→ Written exercise
Put the lines below into a numbered list, skipping any blank lines. Leave the pictures out of your answer.

═════ Extracted material ═════

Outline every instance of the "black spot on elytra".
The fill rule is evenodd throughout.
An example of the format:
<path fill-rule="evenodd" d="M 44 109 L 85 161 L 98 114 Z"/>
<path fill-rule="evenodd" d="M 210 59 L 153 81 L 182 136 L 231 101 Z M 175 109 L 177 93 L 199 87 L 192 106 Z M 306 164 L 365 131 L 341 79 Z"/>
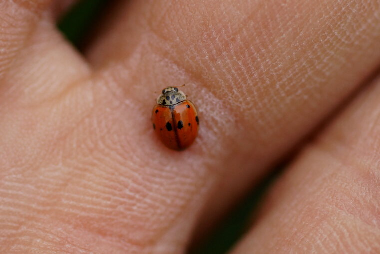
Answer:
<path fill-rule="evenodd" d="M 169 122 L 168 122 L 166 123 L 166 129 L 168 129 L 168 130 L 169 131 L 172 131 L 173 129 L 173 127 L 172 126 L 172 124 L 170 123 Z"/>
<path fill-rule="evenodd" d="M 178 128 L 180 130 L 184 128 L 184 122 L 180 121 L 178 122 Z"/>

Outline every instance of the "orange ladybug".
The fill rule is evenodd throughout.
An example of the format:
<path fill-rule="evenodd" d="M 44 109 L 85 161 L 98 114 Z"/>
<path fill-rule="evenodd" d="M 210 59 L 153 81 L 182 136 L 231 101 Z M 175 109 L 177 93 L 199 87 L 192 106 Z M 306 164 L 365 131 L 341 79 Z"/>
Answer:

═════

→ Solution below
1. Outline every instance of the "black spot on elytra".
2. The fill rule is evenodd throughout.
3. An example of the format:
4. <path fill-rule="evenodd" d="M 44 109 L 85 161 L 98 114 Z"/>
5. <path fill-rule="evenodd" d="M 210 59 L 153 81 L 182 136 L 231 101 Z M 175 109 L 177 93 L 199 87 L 192 106 Z M 306 164 L 365 131 L 341 79 Z"/>
6. Answer:
7. <path fill-rule="evenodd" d="M 169 122 L 168 122 L 166 123 L 166 129 L 168 129 L 168 130 L 169 131 L 172 131 L 173 129 L 173 127 L 172 126 L 172 124 L 170 123 Z"/>
8. <path fill-rule="evenodd" d="M 178 128 L 180 130 L 184 128 L 184 122 L 180 121 L 178 122 Z"/>
9. Outline every instance of the "orange ladybug".
10. The fill rule is evenodd throughout.
11. An example of the format:
12. <path fill-rule="evenodd" d="M 44 109 L 85 161 L 98 114 Z"/>
13. <path fill-rule="evenodd" d="M 210 59 L 153 81 L 182 136 L 231 101 Z M 175 109 L 177 93 L 199 87 L 192 106 Z M 306 164 L 365 131 L 341 79 Z"/>
14. Answer:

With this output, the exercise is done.